§ Work task
Once the line containing "Can you find the yellow safety" is found in the entries below, reproduce it and every line after it, stopping at and including the line containing "Can you find the curly"; reproduce nothing else, and keep each line exact.

(Data for analysis)

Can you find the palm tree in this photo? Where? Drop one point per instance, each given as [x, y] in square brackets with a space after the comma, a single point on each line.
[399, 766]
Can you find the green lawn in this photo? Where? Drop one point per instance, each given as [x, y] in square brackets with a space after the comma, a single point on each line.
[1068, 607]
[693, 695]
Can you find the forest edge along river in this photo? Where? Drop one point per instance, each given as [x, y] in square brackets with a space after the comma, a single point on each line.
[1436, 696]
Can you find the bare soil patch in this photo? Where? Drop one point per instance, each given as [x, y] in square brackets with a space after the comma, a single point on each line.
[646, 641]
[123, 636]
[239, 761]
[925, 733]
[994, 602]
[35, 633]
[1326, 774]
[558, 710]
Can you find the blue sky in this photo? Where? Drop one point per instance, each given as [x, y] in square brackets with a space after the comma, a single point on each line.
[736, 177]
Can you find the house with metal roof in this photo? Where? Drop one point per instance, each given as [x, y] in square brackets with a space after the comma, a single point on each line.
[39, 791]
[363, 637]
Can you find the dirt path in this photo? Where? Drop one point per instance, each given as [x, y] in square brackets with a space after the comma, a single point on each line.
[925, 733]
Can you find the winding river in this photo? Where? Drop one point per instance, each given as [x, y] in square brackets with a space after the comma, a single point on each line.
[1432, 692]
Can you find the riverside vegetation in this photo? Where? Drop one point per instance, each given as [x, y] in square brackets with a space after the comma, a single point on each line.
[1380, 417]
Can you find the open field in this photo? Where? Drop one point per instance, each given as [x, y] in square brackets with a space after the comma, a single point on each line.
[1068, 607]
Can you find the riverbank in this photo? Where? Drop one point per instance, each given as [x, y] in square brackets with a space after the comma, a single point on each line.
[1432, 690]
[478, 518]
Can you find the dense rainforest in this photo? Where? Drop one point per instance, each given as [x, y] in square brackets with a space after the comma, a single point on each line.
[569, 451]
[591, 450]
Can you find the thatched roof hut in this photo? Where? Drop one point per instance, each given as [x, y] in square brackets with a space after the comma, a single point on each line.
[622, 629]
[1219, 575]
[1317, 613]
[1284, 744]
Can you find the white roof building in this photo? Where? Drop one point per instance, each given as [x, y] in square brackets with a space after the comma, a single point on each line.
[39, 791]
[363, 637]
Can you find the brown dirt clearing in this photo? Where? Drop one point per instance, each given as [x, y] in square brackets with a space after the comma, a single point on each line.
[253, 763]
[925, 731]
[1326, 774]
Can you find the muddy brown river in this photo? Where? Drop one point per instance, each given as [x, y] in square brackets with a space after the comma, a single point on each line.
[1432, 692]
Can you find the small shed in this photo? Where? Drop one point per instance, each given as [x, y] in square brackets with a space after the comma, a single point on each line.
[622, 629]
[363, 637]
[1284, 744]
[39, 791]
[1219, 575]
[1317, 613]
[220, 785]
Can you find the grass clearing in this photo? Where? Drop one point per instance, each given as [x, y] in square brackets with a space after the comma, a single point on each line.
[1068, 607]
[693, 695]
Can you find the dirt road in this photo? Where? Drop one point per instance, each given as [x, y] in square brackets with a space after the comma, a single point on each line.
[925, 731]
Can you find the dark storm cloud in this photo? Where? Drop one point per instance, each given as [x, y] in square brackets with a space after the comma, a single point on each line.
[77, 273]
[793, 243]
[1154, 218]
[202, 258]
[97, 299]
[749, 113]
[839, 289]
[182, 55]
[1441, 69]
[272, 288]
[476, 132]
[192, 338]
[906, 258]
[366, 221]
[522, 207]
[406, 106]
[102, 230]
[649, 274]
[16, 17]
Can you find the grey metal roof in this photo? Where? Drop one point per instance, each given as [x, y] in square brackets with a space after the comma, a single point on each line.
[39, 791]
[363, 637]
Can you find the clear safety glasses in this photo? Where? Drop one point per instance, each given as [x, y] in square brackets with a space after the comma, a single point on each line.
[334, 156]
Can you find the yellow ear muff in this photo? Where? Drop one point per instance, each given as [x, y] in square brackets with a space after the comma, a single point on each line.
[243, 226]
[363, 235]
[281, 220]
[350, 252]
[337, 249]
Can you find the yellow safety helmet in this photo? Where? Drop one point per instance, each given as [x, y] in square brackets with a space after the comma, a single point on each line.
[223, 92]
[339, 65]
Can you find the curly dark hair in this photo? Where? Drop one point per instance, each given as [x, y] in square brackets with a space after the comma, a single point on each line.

(End Data for analysis)
(Data for analysis)

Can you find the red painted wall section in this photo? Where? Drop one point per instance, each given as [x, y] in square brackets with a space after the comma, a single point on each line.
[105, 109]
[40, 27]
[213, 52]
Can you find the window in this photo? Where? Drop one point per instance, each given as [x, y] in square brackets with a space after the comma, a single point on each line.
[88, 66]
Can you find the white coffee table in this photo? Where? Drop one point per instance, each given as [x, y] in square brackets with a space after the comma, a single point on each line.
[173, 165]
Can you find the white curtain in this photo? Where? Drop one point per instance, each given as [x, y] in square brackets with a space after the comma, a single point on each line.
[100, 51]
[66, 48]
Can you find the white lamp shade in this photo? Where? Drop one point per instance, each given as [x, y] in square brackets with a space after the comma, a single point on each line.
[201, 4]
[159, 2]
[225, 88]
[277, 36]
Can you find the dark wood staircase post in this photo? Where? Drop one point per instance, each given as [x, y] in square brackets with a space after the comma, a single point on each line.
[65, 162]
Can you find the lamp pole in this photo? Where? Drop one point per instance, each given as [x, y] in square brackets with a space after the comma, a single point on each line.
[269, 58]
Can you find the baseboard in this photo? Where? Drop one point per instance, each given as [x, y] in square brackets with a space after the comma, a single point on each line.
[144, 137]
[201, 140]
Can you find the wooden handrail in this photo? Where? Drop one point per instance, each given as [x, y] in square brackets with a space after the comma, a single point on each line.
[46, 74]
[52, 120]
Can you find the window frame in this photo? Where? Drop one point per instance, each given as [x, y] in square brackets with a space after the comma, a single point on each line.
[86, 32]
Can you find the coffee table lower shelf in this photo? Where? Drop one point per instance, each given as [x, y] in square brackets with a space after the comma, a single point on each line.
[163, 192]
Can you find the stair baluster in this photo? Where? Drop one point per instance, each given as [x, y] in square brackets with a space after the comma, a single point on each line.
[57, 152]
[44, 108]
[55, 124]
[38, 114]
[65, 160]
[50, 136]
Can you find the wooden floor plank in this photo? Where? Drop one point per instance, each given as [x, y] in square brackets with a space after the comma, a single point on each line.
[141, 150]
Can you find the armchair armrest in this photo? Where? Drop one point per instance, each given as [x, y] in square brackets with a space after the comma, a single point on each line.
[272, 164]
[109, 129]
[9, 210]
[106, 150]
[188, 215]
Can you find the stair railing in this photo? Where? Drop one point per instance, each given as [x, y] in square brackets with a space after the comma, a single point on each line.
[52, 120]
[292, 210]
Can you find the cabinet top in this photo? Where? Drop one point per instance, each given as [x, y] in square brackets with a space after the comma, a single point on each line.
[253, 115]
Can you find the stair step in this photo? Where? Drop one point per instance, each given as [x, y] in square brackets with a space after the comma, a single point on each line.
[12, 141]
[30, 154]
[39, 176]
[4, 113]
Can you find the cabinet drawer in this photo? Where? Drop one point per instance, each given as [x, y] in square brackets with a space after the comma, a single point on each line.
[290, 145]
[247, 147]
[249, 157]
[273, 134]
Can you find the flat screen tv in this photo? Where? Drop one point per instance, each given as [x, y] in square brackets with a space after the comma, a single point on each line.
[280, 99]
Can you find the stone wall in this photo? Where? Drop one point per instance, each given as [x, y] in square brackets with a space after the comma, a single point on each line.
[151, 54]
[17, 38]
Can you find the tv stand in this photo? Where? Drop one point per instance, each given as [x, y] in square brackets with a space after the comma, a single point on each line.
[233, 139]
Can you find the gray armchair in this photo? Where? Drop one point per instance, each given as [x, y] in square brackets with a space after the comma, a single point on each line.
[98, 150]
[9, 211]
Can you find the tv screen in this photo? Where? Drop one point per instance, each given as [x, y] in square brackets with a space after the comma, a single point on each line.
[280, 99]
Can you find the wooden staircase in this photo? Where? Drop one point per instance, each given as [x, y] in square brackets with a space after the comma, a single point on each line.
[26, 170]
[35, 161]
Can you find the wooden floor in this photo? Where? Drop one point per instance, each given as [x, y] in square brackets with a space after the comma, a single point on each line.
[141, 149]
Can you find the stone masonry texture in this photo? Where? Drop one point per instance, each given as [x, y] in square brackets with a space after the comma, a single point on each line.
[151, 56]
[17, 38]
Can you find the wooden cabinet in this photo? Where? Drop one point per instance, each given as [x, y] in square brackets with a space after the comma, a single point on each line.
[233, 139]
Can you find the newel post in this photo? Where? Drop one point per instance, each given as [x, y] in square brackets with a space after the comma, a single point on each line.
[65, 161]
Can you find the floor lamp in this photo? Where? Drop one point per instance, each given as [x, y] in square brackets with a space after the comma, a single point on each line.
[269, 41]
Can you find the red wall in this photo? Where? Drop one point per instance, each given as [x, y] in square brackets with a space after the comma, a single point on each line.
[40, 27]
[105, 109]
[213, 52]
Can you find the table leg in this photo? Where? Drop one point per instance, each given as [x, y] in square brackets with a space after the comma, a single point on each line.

(End Data for analysis)

§ Exercise response
Can you find the yellow safety helmet in this photo? Where? Drop one point per instance, each given as [x, y] in square brackets with a space after the comma, a single point on each line.
[223, 92]
[339, 65]
Can you find the curly dark hair in this photo? Where? Drop one point per instance, each given as [x, y] in square brackets with a space after the comma, a single point on each line.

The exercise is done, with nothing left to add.